- **Activity**: Find how many lines of the listing include the string "trousers", and report only that figure.

• • • • • • •

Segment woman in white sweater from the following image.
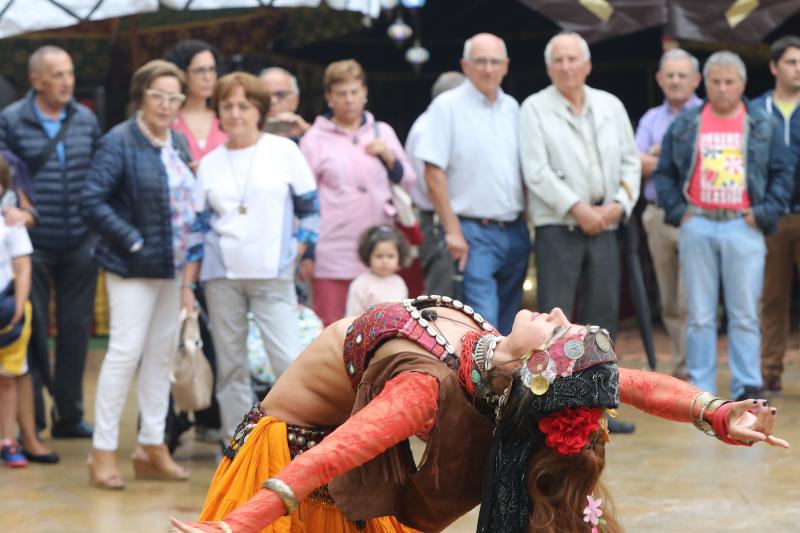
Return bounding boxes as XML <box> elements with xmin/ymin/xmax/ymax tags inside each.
<box><xmin>191</xmin><ymin>72</ymin><xmax>319</xmax><ymax>442</ymax></box>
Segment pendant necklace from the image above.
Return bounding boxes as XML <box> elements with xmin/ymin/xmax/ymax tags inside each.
<box><xmin>226</xmin><ymin>141</ymin><xmax>258</xmax><ymax>215</ymax></box>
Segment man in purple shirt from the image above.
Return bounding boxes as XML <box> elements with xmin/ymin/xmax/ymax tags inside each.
<box><xmin>636</xmin><ymin>48</ymin><xmax>702</xmax><ymax>380</ymax></box>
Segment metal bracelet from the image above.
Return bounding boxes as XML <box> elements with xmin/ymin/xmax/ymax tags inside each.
<box><xmin>216</xmin><ymin>521</ymin><xmax>233</xmax><ymax>533</ymax></box>
<box><xmin>690</xmin><ymin>392</ymin><xmax>713</xmax><ymax>424</ymax></box>
<box><xmin>263</xmin><ymin>478</ymin><xmax>299</xmax><ymax>515</ymax></box>
<box><xmin>695</xmin><ymin>398</ymin><xmax>717</xmax><ymax>437</ymax></box>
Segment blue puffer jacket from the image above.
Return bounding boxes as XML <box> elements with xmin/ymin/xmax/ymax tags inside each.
<box><xmin>751</xmin><ymin>90</ymin><xmax>800</xmax><ymax>212</ymax></box>
<box><xmin>0</xmin><ymin>90</ymin><xmax>100</xmax><ymax>251</ymax></box>
<box><xmin>80</xmin><ymin>116</ymin><xmax>191</xmax><ymax>279</ymax></box>
<box><xmin>653</xmin><ymin>100</ymin><xmax>793</xmax><ymax>234</ymax></box>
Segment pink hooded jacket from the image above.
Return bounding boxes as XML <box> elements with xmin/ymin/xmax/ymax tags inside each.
<box><xmin>300</xmin><ymin>112</ymin><xmax>416</xmax><ymax>280</ymax></box>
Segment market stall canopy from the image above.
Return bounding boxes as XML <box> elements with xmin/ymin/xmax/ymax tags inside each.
<box><xmin>0</xmin><ymin>0</ymin><xmax>379</xmax><ymax>39</ymax></box>
<box><xmin>517</xmin><ymin>0</ymin><xmax>800</xmax><ymax>44</ymax></box>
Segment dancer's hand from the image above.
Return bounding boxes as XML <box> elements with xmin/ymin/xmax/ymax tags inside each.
<box><xmin>727</xmin><ymin>399</ymin><xmax>790</xmax><ymax>449</ymax></box>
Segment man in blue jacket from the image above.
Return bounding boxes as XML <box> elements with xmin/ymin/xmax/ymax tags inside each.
<box><xmin>751</xmin><ymin>36</ymin><xmax>800</xmax><ymax>396</ymax></box>
<box><xmin>653</xmin><ymin>51</ymin><xmax>793</xmax><ymax>402</ymax></box>
<box><xmin>0</xmin><ymin>46</ymin><xmax>100</xmax><ymax>438</ymax></box>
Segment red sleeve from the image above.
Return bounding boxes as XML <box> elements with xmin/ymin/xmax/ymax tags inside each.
<box><xmin>220</xmin><ymin>372</ymin><xmax>440</xmax><ymax>532</ymax></box>
<box><xmin>619</xmin><ymin>368</ymin><xmax>704</xmax><ymax>422</ymax></box>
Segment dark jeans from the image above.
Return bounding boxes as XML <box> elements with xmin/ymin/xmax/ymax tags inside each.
<box><xmin>29</xmin><ymin>238</ymin><xmax>97</xmax><ymax>427</ymax></box>
<box><xmin>418</xmin><ymin>210</ymin><xmax>455</xmax><ymax>297</ymax></box>
<box><xmin>535</xmin><ymin>225</ymin><xmax>621</xmax><ymax>339</ymax></box>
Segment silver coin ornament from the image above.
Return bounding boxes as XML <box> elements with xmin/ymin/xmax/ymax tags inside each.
<box><xmin>595</xmin><ymin>332</ymin><xmax>611</xmax><ymax>352</ymax></box>
<box><xmin>564</xmin><ymin>340</ymin><xmax>585</xmax><ymax>360</ymax></box>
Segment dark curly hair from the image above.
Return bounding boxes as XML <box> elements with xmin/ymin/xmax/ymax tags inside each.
<box><xmin>164</xmin><ymin>39</ymin><xmax>222</xmax><ymax>72</ymax></box>
<box><xmin>357</xmin><ymin>225</ymin><xmax>410</xmax><ymax>268</ymax></box>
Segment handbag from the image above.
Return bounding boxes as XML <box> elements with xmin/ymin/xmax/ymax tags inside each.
<box><xmin>169</xmin><ymin>308</ymin><xmax>213</xmax><ymax>412</ymax></box>
<box><xmin>372</xmin><ymin>120</ymin><xmax>422</xmax><ymax>243</ymax></box>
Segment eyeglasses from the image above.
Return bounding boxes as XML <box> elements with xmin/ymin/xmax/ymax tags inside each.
<box><xmin>467</xmin><ymin>57</ymin><xmax>507</xmax><ymax>67</ymax></box>
<box><xmin>145</xmin><ymin>89</ymin><xmax>186</xmax><ymax>107</ymax></box>
<box><xmin>270</xmin><ymin>90</ymin><xmax>293</xmax><ymax>101</ymax></box>
<box><xmin>188</xmin><ymin>65</ymin><xmax>217</xmax><ymax>76</ymax></box>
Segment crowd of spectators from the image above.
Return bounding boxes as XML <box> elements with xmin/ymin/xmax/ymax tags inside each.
<box><xmin>0</xmin><ymin>31</ymin><xmax>797</xmax><ymax>487</ymax></box>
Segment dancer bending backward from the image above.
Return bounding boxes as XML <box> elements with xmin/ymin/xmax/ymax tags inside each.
<box><xmin>172</xmin><ymin>297</ymin><xmax>789</xmax><ymax>533</ymax></box>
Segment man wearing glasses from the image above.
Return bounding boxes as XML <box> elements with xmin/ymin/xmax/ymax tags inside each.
<box><xmin>518</xmin><ymin>32</ymin><xmax>640</xmax><ymax>432</ymax></box>
<box><xmin>0</xmin><ymin>45</ymin><xmax>101</xmax><ymax>440</ymax></box>
<box><xmin>415</xmin><ymin>33</ymin><xmax>530</xmax><ymax>335</ymax></box>
<box><xmin>259</xmin><ymin>67</ymin><xmax>310</xmax><ymax>140</ymax></box>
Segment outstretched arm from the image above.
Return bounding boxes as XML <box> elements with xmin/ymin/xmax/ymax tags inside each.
<box><xmin>172</xmin><ymin>371</ymin><xmax>439</xmax><ymax>533</ymax></box>
<box><xmin>619</xmin><ymin>368</ymin><xmax>789</xmax><ymax>448</ymax></box>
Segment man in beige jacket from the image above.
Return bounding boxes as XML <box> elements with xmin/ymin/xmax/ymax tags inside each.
<box><xmin>519</xmin><ymin>32</ymin><xmax>640</xmax><ymax>430</ymax></box>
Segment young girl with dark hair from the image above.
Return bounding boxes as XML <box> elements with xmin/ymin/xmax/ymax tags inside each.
<box><xmin>345</xmin><ymin>225</ymin><xmax>409</xmax><ymax>316</ymax></box>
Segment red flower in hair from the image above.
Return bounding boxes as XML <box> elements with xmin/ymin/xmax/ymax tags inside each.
<box><xmin>538</xmin><ymin>407</ymin><xmax>603</xmax><ymax>456</ymax></box>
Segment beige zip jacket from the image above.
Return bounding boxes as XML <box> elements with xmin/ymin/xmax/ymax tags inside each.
<box><xmin>519</xmin><ymin>84</ymin><xmax>641</xmax><ymax>228</ymax></box>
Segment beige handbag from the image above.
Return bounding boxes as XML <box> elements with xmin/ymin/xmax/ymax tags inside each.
<box><xmin>170</xmin><ymin>308</ymin><xmax>213</xmax><ymax>412</ymax></box>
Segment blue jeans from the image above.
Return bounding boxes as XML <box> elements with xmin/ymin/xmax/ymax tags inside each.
<box><xmin>460</xmin><ymin>217</ymin><xmax>531</xmax><ymax>334</ymax></box>
<box><xmin>679</xmin><ymin>216</ymin><xmax>765</xmax><ymax>398</ymax></box>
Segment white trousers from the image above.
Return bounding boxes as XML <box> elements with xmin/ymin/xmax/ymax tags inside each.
<box><xmin>92</xmin><ymin>273</ymin><xmax>180</xmax><ymax>451</ymax></box>
<box><xmin>204</xmin><ymin>278</ymin><xmax>300</xmax><ymax>440</ymax></box>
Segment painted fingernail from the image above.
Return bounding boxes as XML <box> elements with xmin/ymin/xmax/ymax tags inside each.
<box><xmin>752</xmin><ymin>400</ymin><xmax>758</xmax><ymax>405</ymax></box>
<box><xmin>771</xmin><ymin>408</ymin><xmax>777</xmax><ymax>415</ymax></box>
<box><xmin>762</xmin><ymin>400</ymin><xmax>769</xmax><ymax>406</ymax></box>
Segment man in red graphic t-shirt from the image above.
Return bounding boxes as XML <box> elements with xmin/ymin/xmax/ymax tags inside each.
<box><xmin>653</xmin><ymin>51</ymin><xmax>793</xmax><ymax>403</ymax></box>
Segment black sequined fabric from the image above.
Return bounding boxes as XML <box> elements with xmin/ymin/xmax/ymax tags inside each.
<box><xmin>477</xmin><ymin>362</ymin><xmax>620</xmax><ymax>533</ymax></box>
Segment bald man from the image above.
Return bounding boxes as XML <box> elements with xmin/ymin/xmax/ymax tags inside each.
<box><xmin>259</xmin><ymin>67</ymin><xmax>310</xmax><ymax>139</ymax></box>
<box><xmin>415</xmin><ymin>34</ymin><xmax>530</xmax><ymax>335</ymax></box>
<box><xmin>0</xmin><ymin>45</ymin><xmax>101</xmax><ymax>438</ymax></box>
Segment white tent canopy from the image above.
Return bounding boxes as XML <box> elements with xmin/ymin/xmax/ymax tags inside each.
<box><xmin>0</xmin><ymin>0</ymin><xmax>379</xmax><ymax>39</ymax></box>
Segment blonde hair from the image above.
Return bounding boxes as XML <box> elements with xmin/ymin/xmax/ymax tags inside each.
<box><xmin>323</xmin><ymin>59</ymin><xmax>366</xmax><ymax>92</ymax></box>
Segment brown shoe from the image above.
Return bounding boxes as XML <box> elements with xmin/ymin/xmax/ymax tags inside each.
<box><xmin>131</xmin><ymin>444</ymin><xmax>189</xmax><ymax>481</ymax></box>
<box><xmin>88</xmin><ymin>448</ymin><xmax>125</xmax><ymax>490</ymax></box>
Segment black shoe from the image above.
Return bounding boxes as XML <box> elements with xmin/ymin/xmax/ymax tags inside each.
<box><xmin>22</xmin><ymin>449</ymin><xmax>60</xmax><ymax>464</ymax></box>
<box><xmin>607</xmin><ymin>416</ymin><xmax>636</xmax><ymax>434</ymax></box>
<box><xmin>735</xmin><ymin>386</ymin><xmax>762</xmax><ymax>402</ymax></box>
<box><xmin>51</xmin><ymin>420</ymin><xmax>94</xmax><ymax>439</ymax></box>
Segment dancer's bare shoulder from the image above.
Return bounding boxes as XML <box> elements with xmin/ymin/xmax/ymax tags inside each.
<box><xmin>261</xmin><ymin>317</ymin><xmax>357</xmax><ymax>427</ymax></box>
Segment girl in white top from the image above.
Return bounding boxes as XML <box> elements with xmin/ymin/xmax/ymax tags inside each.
<box><xmin>192</xmin><ymin>73</ymin><xmax>319</xmax><ymax>441</ymax></box>
<box><xmin>345</xmin><ymin>225</ymin><xmax>409</xmax><ymax>316</ymax></box>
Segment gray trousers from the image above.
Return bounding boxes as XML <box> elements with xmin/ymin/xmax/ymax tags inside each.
<box><xmin>418</xmin><ymin>210</ymin><xmax>455</xmax><ymax>296</ymax></box>
<box><xmin>205</xmin><ymin>277</ymin><xmax>300</xmax><ymax>439</ymax></box>
<box><xmin>535</xmin><ymin>225</ymin><xmax>621</xmax><ymax>339</ymax></box>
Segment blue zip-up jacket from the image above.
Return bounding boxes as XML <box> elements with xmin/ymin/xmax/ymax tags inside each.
<box><xmin>80</xmin><ymin>116</ymin><xmax>192</xmax><ymax>279</ymax></box>
<box><xmin>652</xmin><ymin>100</ymin><xmax>793</xmax><ymax>234</ymax></box>
<box><xmin>0</xmin><ymin>90</ymin><xmax>100</xmax><ymax>251</ymax></box>
<box><xmin>751</xmin><ymin>90</ymin><xmax>800</xmax><ymax>212</ymax></box>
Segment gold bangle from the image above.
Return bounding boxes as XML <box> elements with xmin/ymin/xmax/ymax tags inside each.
<box><xmin>216</xmin><ymin>521</ymin><xmax>233</xmax><ymax>533</ymax></box>
<box><xmin>263</xmin><ymin>478</ymin><xmax>299</xmax><ymax>515</ymax></box>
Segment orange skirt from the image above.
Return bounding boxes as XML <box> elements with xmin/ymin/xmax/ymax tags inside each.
<box><xmin>199</xmin><ymin>416</ymin><xmax>420</xmax><ymax>533</ymax></box>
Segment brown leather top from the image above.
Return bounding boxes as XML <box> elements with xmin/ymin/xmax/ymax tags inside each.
<box><xmin>328</xmin><ymin>351</ymin><xmax>493</xmax><ymax>533</ymax></box>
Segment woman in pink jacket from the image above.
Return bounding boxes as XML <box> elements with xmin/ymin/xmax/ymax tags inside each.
<box><xmin>300</xmin><ymin>59</ymin><xmax>415</xmax><ymax>326</ymax></box>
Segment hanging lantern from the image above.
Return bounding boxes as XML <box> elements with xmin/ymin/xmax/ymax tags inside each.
<box><xmin>405</xmin><ymin>40</ymin><xmax>430</xmax><ymax>68</ymax></box>
<box><xmin>387</xmin><ymin>15</ymin><xmax>413</xmax><ymax>42</ymax></box>
<box><xmin>381</xmin><ymin>0</ymin><xmax>399</xmax><ymax>9</ymax></box>
<box><xmin>400</xmin><ymin>0</ymin><xmax>427</xmax><ymax>7</ymax></box>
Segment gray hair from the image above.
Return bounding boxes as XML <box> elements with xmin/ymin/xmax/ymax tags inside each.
<box><xmin>259</xmin><ymin>67</ymin><xmax>300</xmax><ymax>95</ymax></box>
<box><xmin>431</xmin><ymin>71</ymin><xmax>465</xmax><ymax>99</ymax></box>
<box><xmin>544</xmin><ymin>32</ymin><xmax>591</xmax><ymax>64</ymax></box>
<box><xmin>659</xmin><ymin>48</ymin><xmax>699</xmax><ymax>73</ymax></box>
<box><xmin>28</xmin><ymin>45</ymin><xmax>69</xmax><ymax>75</ymax></box>
<box><xmin>462</xmin><ymin>35</ymin><xmax>508</xmax><ymax>59</ymax></box>
<box><xmin>702</xmin><ymin>51</ymin><xmax>747</xmax><ymax>81</ymax></box>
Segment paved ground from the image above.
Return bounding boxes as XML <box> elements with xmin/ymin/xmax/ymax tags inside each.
<box><xmin>1</xmin><ymin>326</ymin><xmax>797</xmax><ymax>532</ymax></box>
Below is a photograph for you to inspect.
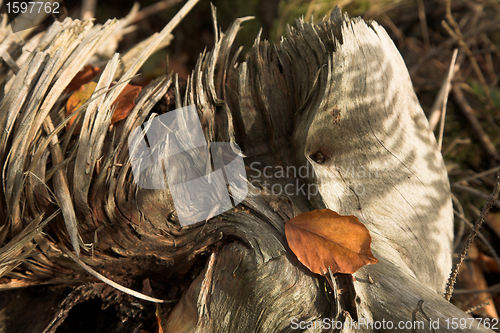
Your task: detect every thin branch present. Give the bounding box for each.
[465,301,491,314]
[453,209,500,274]
[452,194,465,251]
[130,0,184,25]
[451,183,500,208]
[444,169,500,301]
[453,166,500,185]
[443,0,495,110]
[454,283,500,294]
[451,85,500,162]
[442,137,470,156]
[81,0,97,20]
[416,0,430,50]
[0,49,19,74]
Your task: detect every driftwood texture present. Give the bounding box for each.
[0,5,493,333]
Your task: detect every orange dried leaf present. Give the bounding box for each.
[285,209,378,276]
[65,81,97,130]
[477,252,500,273]
[110,84,141,124]
[65,65,100,92]
[65,83,141,134]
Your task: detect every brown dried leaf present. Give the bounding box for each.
[285,209,378,275]
[64,64,101,93]
[110,84,142,124]
[65,83,141,134]
[65,81,97,132]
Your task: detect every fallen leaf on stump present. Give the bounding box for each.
[284,209,378,276]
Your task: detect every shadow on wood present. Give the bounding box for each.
[0,5,492,333]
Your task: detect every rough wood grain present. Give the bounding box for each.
[0,6,491,333]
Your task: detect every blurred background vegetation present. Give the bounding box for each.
[49,0,500,323]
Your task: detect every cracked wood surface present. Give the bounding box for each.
[0,6,491,333]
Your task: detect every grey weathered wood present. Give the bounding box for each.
[164,8,490,333]
[0,5,492,333]
[290,13,459,331]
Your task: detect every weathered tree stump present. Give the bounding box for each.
[0,4,493,333]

• • • • • • •

- **Written solution**: 2